### THE REQUEST:
Please print all of the rows below word for word, leaving out the pictures.

══════

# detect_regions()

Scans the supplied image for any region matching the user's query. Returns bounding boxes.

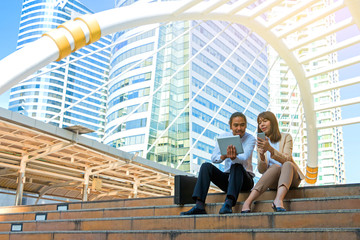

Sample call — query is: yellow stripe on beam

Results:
[306,172,317,178]
[42,29,71,61]
[306,166,319,173]
[75,15,101,44]
[305,166,319,184]
[305,178,316,184]
[58,21,86,52]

══════

### EXERCISE RESULT:
# detect_regions()

Scans the supplied image for any region matching the user's query. Returns bounding boxes.


Sample call — query is: yellow stripe on beam

Results:
[306,172,317,178]
[42,29,71,61]
[306,166,319,173]
[75,15,101,44]
[305,166,319,184]
[305,178,316,184]
[58,21,86,52]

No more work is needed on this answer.